What is required »
Find every line in the items below that contains the word "mast", treating case as significant, and copy each of those lines in full.

[Spatial annotation items]
□ □ □ □ □ □ □
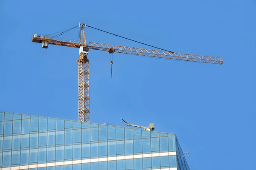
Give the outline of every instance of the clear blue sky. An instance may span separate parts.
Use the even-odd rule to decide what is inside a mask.
[[[58,1],[58,2],[57,2]],[[222,65],[90,50],[91,121],[155,124],[191,170],[255,168],[256,0],[0,1],[0,110],[78,120],[78,49],[31,42],[79,22]],[[90,42],[147,48],[85,29]],[[62,36],[77,40],[78,29]],[[151,48],[149,47],[150,49]]]

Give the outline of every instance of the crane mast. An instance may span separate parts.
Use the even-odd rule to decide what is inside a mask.
[[[84,33],[86,26],[79,24],[79,41],[55,38],[49,36],[38,35],[35,34],[31,41],[42,44],[42,48],[47,48],[49,44],[79,48],[79,57],[76,60],[78,68],[79,120],[82,122],[90,122],[90,88],[89,61],[87,56],[89,49],[119,53],[138,56],[151,57],[174,60],[222,64],[222,58],[200,55],[175,53],[171,51],[121,45],[113,45],[97,42],[87,42]]]

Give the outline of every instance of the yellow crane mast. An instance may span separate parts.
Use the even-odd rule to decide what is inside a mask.
[[[42,48],[47,48],[49,44],[79,48],[79,58],[77,60],[78,67],[79,120],[90,122],[90,90],[89,83],[89,60],[87,55],[89,49],[152,57],[182,61],[211,64],[222,64],[221,57],[175,53],[166,51],[147,49],[97,42],[86,42],[85,24],[79,24],[79,41],[64,40],[49,36],[33,35],[31,41],[42,43]],[[120,36],[119,36],[120,37]]]

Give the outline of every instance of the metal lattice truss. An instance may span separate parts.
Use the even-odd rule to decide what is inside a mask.
[[[222,59],[221,57],[172,53],[168,51],[149,50],[100,43],[89,42],[87,44],[87,46],[92,49],[104,51],[109,52],[128,54],[147,57],[212,64],[221,64],[223,62]]]
[[[81,56],[78,65],[79,120],[90,122],[90,95],[89,87],[89,60]]]

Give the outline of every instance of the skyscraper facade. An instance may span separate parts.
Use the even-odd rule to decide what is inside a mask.
[[[0,112],[1,170],[189,170],[176,135]]]

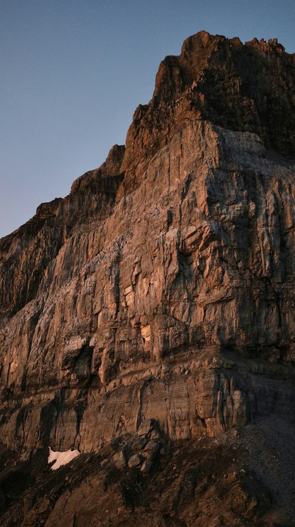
□ □ □ □ □ □ □
Written answer »
Give the outline of every instance of the crane mast. An instance may span separate parts.
Give the outline of every instance of the yellow crane mast. An instance may span separate parts.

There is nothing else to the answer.